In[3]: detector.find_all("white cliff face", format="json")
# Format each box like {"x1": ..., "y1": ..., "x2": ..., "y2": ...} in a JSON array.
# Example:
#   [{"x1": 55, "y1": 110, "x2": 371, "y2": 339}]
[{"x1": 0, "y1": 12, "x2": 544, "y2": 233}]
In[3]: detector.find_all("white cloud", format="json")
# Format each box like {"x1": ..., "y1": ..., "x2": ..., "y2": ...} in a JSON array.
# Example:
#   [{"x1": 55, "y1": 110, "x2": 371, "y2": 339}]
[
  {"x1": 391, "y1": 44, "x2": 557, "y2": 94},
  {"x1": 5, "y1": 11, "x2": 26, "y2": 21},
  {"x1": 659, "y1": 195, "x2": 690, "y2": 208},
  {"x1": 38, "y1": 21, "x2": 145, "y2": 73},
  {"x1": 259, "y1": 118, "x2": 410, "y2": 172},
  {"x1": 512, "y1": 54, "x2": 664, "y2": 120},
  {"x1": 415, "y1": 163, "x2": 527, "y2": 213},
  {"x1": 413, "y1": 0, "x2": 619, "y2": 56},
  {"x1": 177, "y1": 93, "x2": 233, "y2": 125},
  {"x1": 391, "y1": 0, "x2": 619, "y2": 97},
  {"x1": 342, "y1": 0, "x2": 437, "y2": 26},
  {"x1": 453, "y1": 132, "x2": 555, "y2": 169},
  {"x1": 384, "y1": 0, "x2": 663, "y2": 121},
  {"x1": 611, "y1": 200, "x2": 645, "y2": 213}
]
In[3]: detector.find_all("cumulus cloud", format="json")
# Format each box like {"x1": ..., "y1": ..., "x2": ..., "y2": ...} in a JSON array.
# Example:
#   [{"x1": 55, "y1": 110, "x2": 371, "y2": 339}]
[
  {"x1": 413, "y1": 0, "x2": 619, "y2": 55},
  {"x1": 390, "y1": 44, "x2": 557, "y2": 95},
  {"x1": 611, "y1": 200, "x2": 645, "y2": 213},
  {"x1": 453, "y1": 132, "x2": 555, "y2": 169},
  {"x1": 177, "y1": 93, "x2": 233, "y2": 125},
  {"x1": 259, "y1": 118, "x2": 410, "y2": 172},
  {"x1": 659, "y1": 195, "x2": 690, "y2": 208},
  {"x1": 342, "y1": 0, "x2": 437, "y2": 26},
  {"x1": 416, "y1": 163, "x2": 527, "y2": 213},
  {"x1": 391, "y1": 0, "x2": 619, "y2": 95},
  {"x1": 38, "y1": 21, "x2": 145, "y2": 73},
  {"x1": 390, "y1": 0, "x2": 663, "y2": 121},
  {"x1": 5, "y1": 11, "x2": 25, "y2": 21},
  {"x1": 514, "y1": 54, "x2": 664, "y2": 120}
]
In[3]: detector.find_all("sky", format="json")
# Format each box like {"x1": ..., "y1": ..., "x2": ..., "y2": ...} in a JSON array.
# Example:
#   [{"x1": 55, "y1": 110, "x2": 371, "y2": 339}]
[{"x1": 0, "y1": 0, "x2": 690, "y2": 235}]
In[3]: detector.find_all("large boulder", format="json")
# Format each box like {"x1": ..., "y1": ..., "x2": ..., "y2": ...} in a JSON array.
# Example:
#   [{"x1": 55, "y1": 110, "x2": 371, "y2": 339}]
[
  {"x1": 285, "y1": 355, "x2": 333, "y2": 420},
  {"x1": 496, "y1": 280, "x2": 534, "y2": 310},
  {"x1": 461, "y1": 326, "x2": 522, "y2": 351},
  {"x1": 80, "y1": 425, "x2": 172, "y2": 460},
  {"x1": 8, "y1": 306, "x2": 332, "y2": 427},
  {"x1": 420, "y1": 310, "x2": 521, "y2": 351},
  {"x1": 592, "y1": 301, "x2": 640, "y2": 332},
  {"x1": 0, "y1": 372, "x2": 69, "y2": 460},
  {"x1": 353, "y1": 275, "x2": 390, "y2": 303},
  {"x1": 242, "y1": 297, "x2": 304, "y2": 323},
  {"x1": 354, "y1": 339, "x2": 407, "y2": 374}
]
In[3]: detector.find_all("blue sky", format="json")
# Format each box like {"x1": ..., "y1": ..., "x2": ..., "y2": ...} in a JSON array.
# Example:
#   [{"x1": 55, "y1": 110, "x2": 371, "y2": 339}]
•••••
PROBLEM TO WORK ON »
Locate each line above that contains the string "cloud". Copy every such line in full.

OUTPUT FOR THIS TASK »
In[3]: detector.find_all("white cloud", format="json")
In[3]: detector.find_all("cumulus cloud", format="json")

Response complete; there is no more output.